-- Entries supplied follows --

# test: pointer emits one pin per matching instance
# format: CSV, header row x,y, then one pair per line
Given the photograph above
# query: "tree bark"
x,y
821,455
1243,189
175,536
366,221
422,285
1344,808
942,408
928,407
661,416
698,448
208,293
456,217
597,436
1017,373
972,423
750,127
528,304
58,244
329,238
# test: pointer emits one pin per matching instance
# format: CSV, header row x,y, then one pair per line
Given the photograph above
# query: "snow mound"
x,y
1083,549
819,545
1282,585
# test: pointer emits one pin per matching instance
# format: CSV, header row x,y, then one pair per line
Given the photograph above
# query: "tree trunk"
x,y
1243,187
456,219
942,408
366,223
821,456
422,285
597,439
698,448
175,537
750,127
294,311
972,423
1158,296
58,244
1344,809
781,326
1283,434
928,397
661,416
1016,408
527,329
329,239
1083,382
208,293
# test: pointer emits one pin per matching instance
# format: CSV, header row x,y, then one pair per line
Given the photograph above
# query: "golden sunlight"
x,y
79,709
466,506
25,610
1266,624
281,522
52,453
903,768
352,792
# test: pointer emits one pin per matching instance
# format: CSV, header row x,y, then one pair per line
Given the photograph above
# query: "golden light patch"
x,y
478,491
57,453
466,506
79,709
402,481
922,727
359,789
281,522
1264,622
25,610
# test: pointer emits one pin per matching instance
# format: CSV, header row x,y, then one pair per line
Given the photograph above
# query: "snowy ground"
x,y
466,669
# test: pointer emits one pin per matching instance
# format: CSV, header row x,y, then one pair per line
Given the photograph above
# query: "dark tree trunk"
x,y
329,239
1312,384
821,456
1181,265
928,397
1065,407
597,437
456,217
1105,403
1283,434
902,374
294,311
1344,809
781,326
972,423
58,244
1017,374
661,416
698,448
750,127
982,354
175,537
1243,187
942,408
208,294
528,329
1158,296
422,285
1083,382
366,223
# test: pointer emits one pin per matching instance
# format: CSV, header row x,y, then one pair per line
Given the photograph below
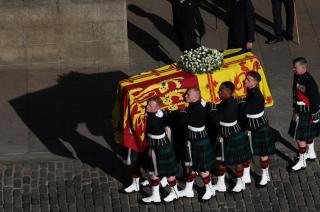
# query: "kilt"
x,y
202,155
262,141
306,130
135,159
236,149
166,161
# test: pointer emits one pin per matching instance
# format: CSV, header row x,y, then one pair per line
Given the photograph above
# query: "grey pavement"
x,y
70,179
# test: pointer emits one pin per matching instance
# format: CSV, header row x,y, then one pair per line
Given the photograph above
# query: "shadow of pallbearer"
x,y
54,115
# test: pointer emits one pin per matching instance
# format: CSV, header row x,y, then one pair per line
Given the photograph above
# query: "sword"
x,y
220,139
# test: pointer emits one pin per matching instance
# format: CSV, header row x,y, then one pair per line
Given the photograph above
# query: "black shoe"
x,y
274,40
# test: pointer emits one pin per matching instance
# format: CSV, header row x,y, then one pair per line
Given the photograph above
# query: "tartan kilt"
x,y
166,161
137,159
202,155
306,130
236,149
262,141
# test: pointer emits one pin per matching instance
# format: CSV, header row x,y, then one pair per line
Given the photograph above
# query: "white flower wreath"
x,y
201,60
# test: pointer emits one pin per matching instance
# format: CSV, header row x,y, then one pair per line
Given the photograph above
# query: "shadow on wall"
x,y
53,115
220,9
148,43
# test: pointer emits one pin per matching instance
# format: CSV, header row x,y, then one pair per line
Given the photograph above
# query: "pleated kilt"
x,y
236,149
133,158
262,141
166,161
202,155
306,129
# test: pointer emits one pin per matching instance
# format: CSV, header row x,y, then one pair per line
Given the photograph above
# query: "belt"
x,y
255,116
230,124
300,103
196,129
156,136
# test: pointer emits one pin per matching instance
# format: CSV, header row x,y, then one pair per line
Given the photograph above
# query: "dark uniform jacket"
x,y
254,104
305,89
241,23
196,115
228,112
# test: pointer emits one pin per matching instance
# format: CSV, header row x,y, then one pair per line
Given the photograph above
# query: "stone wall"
x,y
79,33
60,62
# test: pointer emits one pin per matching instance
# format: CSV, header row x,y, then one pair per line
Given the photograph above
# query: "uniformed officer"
x,y
199,147
304,126
277,18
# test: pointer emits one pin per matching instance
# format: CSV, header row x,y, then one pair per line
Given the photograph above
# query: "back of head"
x,y
301,61
255,75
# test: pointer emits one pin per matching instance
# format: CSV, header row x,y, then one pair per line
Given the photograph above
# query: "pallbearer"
x,y
161,156
235,145
257,125
199,147
305,123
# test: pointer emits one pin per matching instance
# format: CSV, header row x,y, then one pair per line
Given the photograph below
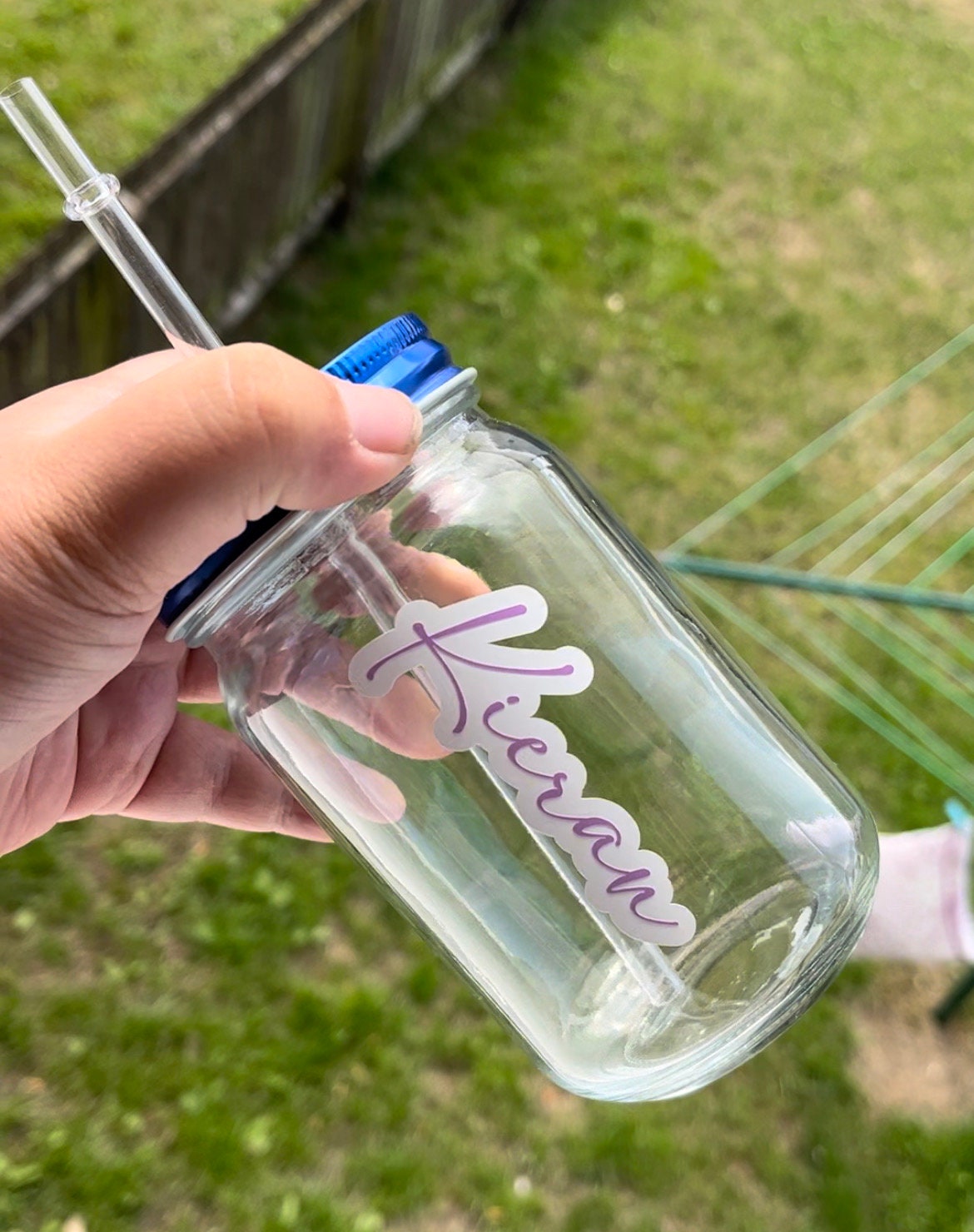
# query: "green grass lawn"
x,y
121,73
678,239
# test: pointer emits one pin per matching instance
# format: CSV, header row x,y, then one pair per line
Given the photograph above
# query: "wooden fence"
x,y
231,192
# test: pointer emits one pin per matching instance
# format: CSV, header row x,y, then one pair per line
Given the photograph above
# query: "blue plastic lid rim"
x,y
398,355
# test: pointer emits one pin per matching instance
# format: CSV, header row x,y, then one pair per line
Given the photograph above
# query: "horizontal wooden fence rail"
x,y
231,194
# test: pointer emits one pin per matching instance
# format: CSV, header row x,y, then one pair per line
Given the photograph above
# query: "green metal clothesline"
x,y
872,582
914,623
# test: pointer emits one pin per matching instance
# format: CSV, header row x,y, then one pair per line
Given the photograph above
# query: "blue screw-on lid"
x,y
398,355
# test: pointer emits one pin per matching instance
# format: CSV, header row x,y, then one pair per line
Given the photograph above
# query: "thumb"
x,y
148,485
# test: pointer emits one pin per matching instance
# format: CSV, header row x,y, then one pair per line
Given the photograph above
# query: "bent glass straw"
x,y
92,197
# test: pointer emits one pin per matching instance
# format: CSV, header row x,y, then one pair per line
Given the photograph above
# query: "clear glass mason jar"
x,y
485,689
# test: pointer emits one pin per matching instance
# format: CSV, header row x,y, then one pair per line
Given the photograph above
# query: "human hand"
x,y
115,488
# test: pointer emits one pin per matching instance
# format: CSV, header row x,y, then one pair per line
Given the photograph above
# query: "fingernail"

-- Entries supplied concluded --

Task prompt
Output nothing but the records above, word for word, with the pictures removed.

Result of the task
# test: pointer emits one pin per matching instance
# format: CSV, header row x,y, then one pair per line
Given the photograph above
# query: "tree bark"
x,y
821,455
1243,189
175,536
366,221
422,285
1344,808
942,408
928,407
661,416
698,448
208,293
456,217
597,436
1017,373
972,423
750,127
528,304
58,244
329,238
# test: pointer emits one pin per matching instance
# format: CSV, header row x,y, then one pair per line
Given the photograph above
# query: "snow mound"
x,y
1083,549
819,545
1282,585
# test: pointer emits one pin per matching instance
# format: CSV, header row x,y, then one pair per line
Given the photograph above
# query: "tree trunk"
x,y
1243,187
456,219
942,408
366,223
821,456
422,285
597,439
698,448
175,537
750,127
294,311
972,423
1158,296
58,244
1344,809
781,326
1283,434
928,397
661,416
1016,408
527,329
329,239
1083,382
208,293
# test: pointer emits one pin per matching instance
# format: CSV, header row x,y, then one pair per line
Given the photograph above
# query: "golden sunlight"
x,y
79,709
466,506
25,610
1266,624
281,522
52,453
903,768
352,792
# test: pointer emits one pin per matching instance
# format: CSV, header row x,y, then one pair per line
Given the photograph above
# query: "golden light patch"
x,y
478,491
57,453
466,506
79,709
402,481
922,727
359,789
281,522
1264,622
25,610
# test: pointer emits one pin per matching instance
# format: CSV, header row x,y, then one pair per line
Given the photograph above
# query: "snowy ground"
x,y
466,669
# test: pointer emits one pin per matching instance
# format: CSV, header row x,y, then one pair per line
Given the photograph above
# query: "dark tree trunk"
x,y
329,239
1312,384
821,456
1181,265
928,397
1065,407
597,437
456,217
1105,403
1283,434
902,374
294,311
1344,809
781,326
972,423
58,244
1017,374
661,416
698,448
750,127
982,354
175,537
1243,187
942,408
208,294
528,329
1158,296
422,285
1083,382
366,223
# test: pointer emits one pin per matching instance
# format: CSV, header row x,y, then one pair per line
Given the photograph below
# query: "kilt"
x,y
202,155
262,141
306,130
135,159
236,149
166,161
# test: pointer emits one pin per matching instance
# format: CSV, header row x,y, then one pair per line
Given the photograph above
# query: "grey pavement"
x,y
70,179
# test: pointer emits one pin per matching instance
# format: CSV, header row x,y, then one pair per line
Given the photograph above
# query: "shadow of pallbearer"
x,y
54,115
# test: pointer emits one pin per matching instance
# format: CSV, header row x,y, then one pair per line
Given the photograph above
# query: "sword"
x,y
220,139
# test: pointer emits one pin per matching instance
# format: CSV, header row x,y, then one pair per line
Given the photograph above
# query: "black shoe"
x,y
274,40
# test: pointer emits one pin per matching instance
# format: CSV, header row x,y, then one pair per line
Given the photograph above
# query: "tartan kilt"
x,y
166,161
137,159
202,155
306,130
236,149
262,141
# test: pointer emits one pin per matching instance
# format: CSV, header row x,y, then one pair per line
Given the photograph above
# query: "white flower wreath"
x,y
201,60
# test: pointer emits one pin per matching instance
# format: CSV, header row x,y, then one pair per line
Given the photograph above
# query: "shadow on wall"
x,y
53,115
220,9
148,43
# test: pointer emits one pin per matching instance
# format: CSV, header row x,y, then one pair per line
Given the photograph above
# query: "pleated kilt"
x,y
236,149
133,158
262,141
166,161
202,155
306,129
# test: pointer emits one pin per matching instance
# format: CSV, header row x,y, then one pair per line
Given the photograph above
# query: "belt"
x,y
255,116
230,124
300,103
196,129
156,136
# test: pointer emits one pin per matching instance
# format: CSV, header row x,y, then one pair per line
Given the photograph above
# query: "dark uniform jacket"
x,y
254,104
305,89
241,23
196,115
228,112
# test: pointer emits one pin per matching instance
# format: CSV, header row x,y, then one pair per line
Given the photograph above
# query: "stone wall"
x,y
79,33
60,62
# test: pointer emits one pin per matching instance
# format: CSV, header row x,y, then one pair per line
Given the photograph above
# query: "uniformed officer"
x,y
199,147
304,126
277,18
# test: pointer emits one pin per matching instance
# format: CSV, header row x,y, then one pair per line
Given the photograph above
# query: "back of head"
x,y
301,61
255,75
# test: pointer emits one pin per matching instance
# format: CSV, header row x,y, then one pair per line
Given the photograph above
# query: "pallbearer"
x,y
161,156
235,145
257,125
199,147
305,123
# test: pointer emits one pin per matching instance
# format: CSV, header row x,y, then one pair per line
Given the photograph below
# query: "green grass lawn"
x,y
121,73
678,239
# test: pointer emits one pin per matching instance
# format: CSV, header row x,y, then one pair per line
Given the photograph above
# query: "wooden fence"
x,y
231,192
# test: pointer emits one pin per matching instance
# format: CSV, header row x,y, then one pair per line
Given the photograph above
# query: "blue plastic lid rim"
x,y
398,355
# test: pointer emits one pin per matching instance
# format: CSV, header row x,y, then one pair per line
Given the photograph above
# query: "horizontal wooden fence rail"
x,y
231,194
# test: pointer emits one pin per matching instance
# format: CSV, header row x,y, then one pair per line
Given the photograph above
# query: "green metal clothesline"
x,y
872,582
914,623
# test: pointer emits one pin per matching instance
# format: CSV, header row x,y, then one pair per line
Given the photograph above
# query: "blue screw-on lid"
x,y
398,355
# test: pointer emits one pin per matching instance
# format: CSV, header row x,y, then one pair per line
Given the photograph above
# query: "thumb"
x,y
148,485
# test: pointer emits one pin per matching instance
# format: CSV, header row x,y, then one pair per line
Given the photograph above
# query: "bent glass straw"
x,y
92,197
# test: pointer emits one pin per matching instance
# format: CSV, header row x,y, then one pair per line
Given the photograph above
# query: "clear glass mason jar"
x,y
485,689
# test: pointer emits one pin per matching instance
# format: CSV, header row x,y, then one pair per line
Given the photograph above
# query: "human hand"
x,y
115,488
# test: pointer emits one pin per matching instance
# format: CSV, header row x,y, then one pair per line
Given the photograph above
# query: "fingernail"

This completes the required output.